> [Required actions]
(1) In the book review, what does Isabelle Hamley treat as an important backdrop when she places Judges in the life of ancient Israel?
(2) From the book review, write out the passage starting with "John Barton considers" and going on through "rule of faith.".

> [Selected passage]
· · · · · · ·
John Barton considers a Christian way to read Old Testament stories

THE key to this book lies in the subtitle. One might think, naïvely, that since the Bible is about God throughout, then any commentary is necessarily going to be theological. It seems hardly worth saying. But, within Old Testament studies at the moment, much more than this is packed into the term “theological commentary”. It means that the book being commented on is seen as part of the sacred canon of scripture, and is to be interpreted in the light of the Church’s rule of faith.

Whereas traditional academic commentaries on Old Testament books — especially the most egregiously bloodthirsty one, Judges — aim at a kind of neutral presentation of the religious content within its original historical setting, “theological” commentaries trace lines of connection into the New Testament and beyond, and explicitly relate the book under consideration to themes of Christian theology.

Isabelle Hamley does not propound an ahistorical Christianising of Judges; she sets it in a broadly historical context in the life of ancient Israel, with the exile as an important backdrop. But nor does she detach it from the rest of the Bible. She draws out links to other Old Testament and New Testament books, so as to produce an account of the book as harmonising broadly with Christian belief. Even the most gory episodes have something to teach us, she argues, if read in the light of the gospel. Nothing is to be rejected; there is here no “hermeneutic of suspicion”.
· · · · · · ·
> [Data excerpt]
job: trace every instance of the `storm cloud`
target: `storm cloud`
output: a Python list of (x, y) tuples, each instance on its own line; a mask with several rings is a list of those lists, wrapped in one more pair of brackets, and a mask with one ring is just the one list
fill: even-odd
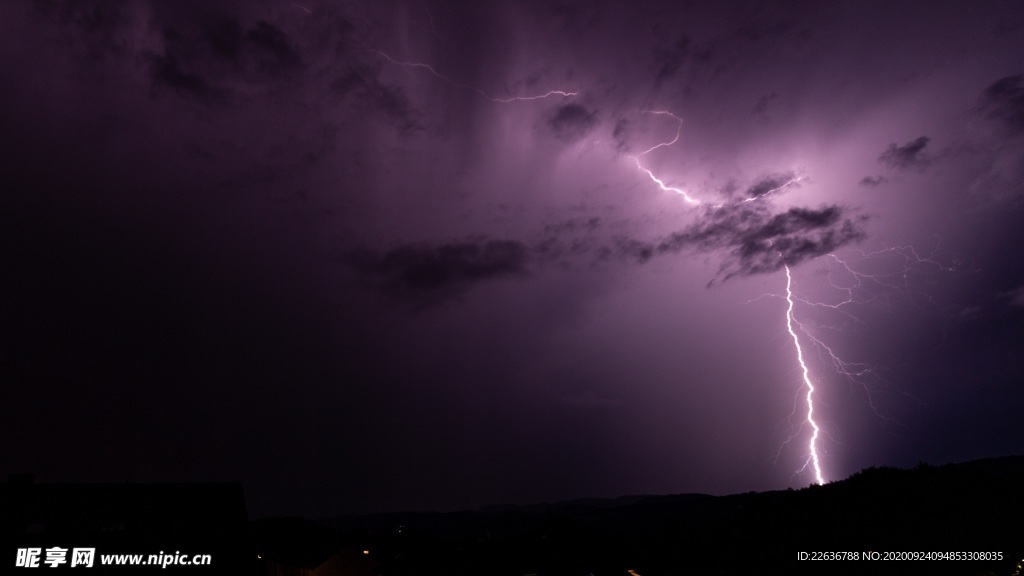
· · · · · · ·
> [Answers to each task]
(1) The exile.

(2)
John Barton considers a Christian way to read Old Testament stories

THE key to this book lies in the subtitle. One might think, naïvely, that since the Bible is about God throughout, then any commentary is necessarily going to be theological. It seems hardly worth saying. But, within Old Testament studies at the moment, much more than this is packed into the term “theological commentary”. It means that the book being commented on is seen as part of the sacred canon of scripture, and is to be interpreted in the light of the Church’s rule of faith.